### Provided entries ###
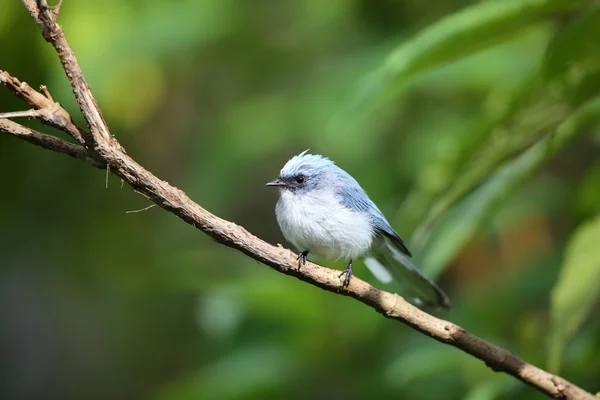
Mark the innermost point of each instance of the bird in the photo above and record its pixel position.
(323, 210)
###
### Provided entries ###
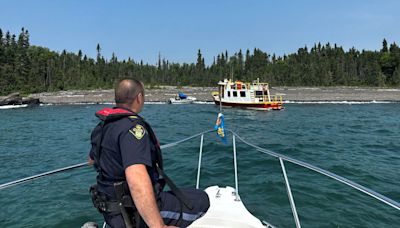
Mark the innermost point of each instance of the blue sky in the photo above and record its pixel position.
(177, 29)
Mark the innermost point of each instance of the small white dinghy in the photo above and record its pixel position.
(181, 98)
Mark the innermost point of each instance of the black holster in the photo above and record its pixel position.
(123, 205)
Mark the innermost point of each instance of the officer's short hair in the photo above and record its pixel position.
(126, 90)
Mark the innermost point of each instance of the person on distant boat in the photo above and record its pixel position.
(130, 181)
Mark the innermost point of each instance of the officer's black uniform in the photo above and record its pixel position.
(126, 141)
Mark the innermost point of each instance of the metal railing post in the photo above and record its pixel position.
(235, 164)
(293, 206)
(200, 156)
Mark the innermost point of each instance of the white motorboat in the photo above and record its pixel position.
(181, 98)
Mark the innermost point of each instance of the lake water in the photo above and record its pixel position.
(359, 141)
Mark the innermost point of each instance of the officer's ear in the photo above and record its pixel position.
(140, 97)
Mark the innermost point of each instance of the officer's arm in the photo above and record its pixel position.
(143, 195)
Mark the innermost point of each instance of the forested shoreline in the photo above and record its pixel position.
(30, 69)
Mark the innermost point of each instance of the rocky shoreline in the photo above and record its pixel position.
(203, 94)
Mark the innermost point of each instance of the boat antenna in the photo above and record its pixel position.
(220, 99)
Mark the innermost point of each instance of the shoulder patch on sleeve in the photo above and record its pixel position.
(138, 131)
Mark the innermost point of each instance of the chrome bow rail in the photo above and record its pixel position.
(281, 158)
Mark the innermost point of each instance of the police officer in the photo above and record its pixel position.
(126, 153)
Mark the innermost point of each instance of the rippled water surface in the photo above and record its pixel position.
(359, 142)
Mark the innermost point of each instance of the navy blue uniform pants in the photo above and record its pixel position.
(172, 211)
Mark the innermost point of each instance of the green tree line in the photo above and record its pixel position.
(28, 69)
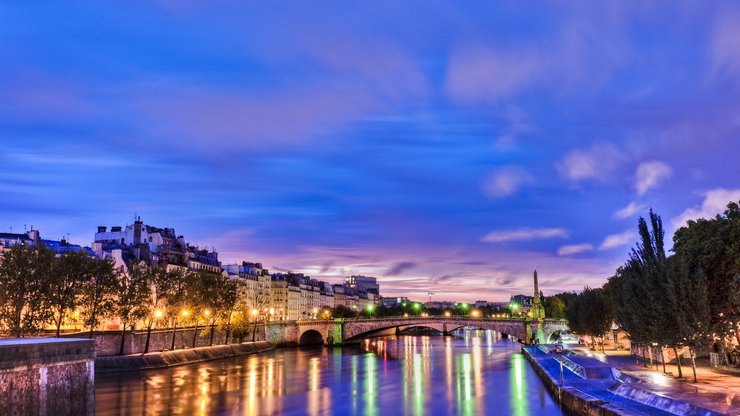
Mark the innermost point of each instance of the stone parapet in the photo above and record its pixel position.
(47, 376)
###
- Exercise goal
How many lines in the rows above contain the word "black"? Case matters, so give only the number.

- Completed task
2